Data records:
****************************************

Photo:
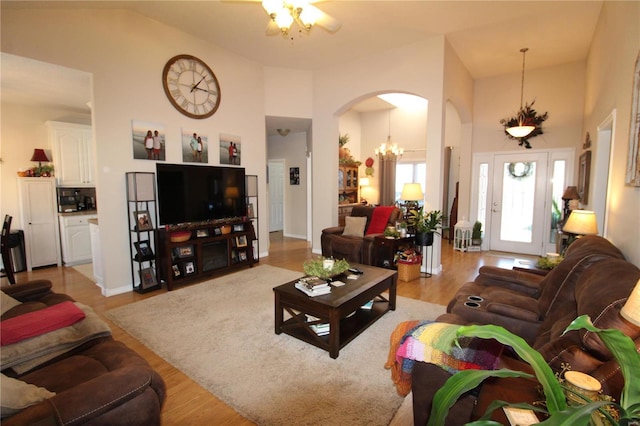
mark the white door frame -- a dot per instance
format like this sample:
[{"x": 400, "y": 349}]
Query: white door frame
[{"x": 567, "y": 154}]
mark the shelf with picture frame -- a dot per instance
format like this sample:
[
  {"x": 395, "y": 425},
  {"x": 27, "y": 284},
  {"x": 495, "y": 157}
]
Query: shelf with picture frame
[
  {"x": 251, "y": 185},
  {"x": 142, "y": 216},
  {"x": 208, "y": 251}
]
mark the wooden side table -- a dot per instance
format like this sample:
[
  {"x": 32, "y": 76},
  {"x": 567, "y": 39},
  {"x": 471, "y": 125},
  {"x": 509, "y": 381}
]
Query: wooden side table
[{"x": 386, "y": 248}]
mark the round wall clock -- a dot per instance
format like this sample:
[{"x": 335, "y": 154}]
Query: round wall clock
[{"x": 191, "y": 86}]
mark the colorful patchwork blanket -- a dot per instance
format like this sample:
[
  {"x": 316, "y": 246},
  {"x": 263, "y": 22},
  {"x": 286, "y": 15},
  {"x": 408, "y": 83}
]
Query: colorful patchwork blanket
[{"x": 435, "y": 343}]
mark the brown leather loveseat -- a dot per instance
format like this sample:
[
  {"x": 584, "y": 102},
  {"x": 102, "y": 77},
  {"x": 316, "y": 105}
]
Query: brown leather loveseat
[
  {"x": 359, "y": 247},
  {"x": 593, "y": 279},
  {"x": 98, "y": 382}
]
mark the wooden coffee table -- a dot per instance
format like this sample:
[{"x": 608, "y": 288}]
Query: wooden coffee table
[{"x": 341, "y": 309}]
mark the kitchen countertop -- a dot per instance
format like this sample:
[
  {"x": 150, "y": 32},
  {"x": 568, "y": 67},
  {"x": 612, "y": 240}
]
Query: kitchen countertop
[{"x": 79, "y": 213}]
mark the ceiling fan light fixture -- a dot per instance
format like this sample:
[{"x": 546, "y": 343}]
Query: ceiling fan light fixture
[{"x": 520, "y": 131}]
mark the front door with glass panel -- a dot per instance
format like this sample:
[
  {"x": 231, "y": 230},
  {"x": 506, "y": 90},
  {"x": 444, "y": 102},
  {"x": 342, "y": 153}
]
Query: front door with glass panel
[{"x": 517, "y": 210}]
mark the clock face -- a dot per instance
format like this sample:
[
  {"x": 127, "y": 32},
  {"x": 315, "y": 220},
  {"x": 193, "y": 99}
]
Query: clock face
[{"x": 191, "y": 86}]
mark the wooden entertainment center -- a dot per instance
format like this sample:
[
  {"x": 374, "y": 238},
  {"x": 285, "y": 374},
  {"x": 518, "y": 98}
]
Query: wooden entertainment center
[{"x": 191, "y": 252}]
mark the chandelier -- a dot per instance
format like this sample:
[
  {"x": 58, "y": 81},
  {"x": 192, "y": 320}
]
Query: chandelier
[
  {"x": 285, "y": 12},
  {"x": 523, "y": 128},
  {"x": 389, "y": 147}
]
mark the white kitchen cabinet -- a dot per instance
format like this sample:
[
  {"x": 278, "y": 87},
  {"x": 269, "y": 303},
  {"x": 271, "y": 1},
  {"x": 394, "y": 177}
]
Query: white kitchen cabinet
[
  {"x": 72, "y": 146},
  {"x": 39, "y": 219},
  {"x": 75, "y": 237}
]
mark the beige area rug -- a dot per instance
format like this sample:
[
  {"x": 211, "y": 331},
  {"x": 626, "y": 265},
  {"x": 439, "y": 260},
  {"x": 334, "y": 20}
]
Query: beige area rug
[
  {"x": 221, "y": 334},
  {"x": 85, "y": 269}
]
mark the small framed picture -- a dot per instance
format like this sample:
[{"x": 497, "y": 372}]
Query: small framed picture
[
  {"x": 241, "y": 241},
  {"x": 176, "y": 271},
  {"x": 143, "y": 220},
  {"x": 183, "y": 251},
  {"x": 189, "y": 268},
  {"x": 143, "y": 249},
  {"x": 147, "y": 278}
]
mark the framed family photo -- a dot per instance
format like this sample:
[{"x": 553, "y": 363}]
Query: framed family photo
[
  {"x": 148, "y": 278},
  {"x": 143, "y": 220}
]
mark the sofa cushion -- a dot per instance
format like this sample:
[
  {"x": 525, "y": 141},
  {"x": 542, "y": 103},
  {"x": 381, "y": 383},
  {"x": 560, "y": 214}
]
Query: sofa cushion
[
  {"x": 39, "y": 322},
  {"x": 7, "y": 302},
  {"x": 354, "y": 226},
  {"x": 17, "y": 395},
  {"x": 379, "y": 219}
]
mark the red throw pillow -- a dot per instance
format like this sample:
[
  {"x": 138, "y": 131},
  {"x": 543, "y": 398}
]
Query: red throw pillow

****************************************

▶ _WHAT THE TASK ASKS_
Reproduce the listing from the line containing "mark the beige area rug -- a dot per instance" through the end of the listing, replacing "a dot per instance" with "one point per instance" wherever it occurs and leaving everything else unchanged.

▶ _RESPONSE TO THIS TASK_
mark the beige area rug -- one point per instance
format like this sample:
[
  {"x": 211, "y": 331},
  {"x": 626, "y": 265},
  {"x": 439, "y": 260},
  {"x": 334, "y": 20}
]
Query: beige area rug
[
  {"x": 221, "y": 334},
  {"x": 85, "y": 269}
]
mark the small framed picture -- one point per instance
format like this sample:
[{"x": 497, "y": 372}]
Query: small framed picture
[
  {"x": 241, "y": 241},
  {"x": 176, "y": 271},
  {"x": 143, "y": 220},
  {"x": 183, "y": 251},
  {"x": 189, "y": 268},
  {"x": 143, "y": 249},
  {"x": 147, "y": 278}
]
mark the framed family photo -- one point per instance
format like this sample:
[{"x": 553, "y": 363}]
Query: framed family photo
[
  {"x": 148, "y": 278},
  {"x": 143, "y": 220}
]
mark the sofa cushion -- one point per instance
format like this sample:
[
  {"x": 525, "y": 141},
  {"x": 542, "y": 103},
  {"x": 381, "y": 383},
  {"x": 560, "y": 214}
]
Query: sofa cushion
[
  {"x": 39, "y": 322},
  {"x": 7, "y": 302},
  {"x": 354, "y": 226},
  {"x": 17, "y": 395},
  {"x": 379, "y": 219}
]
mark the red throw pillow -- one point per instance
format like this sample:
[
  {"x": 138, "y": 131},
  {"x": 543, "y": 398}
]
Query: red throw pillow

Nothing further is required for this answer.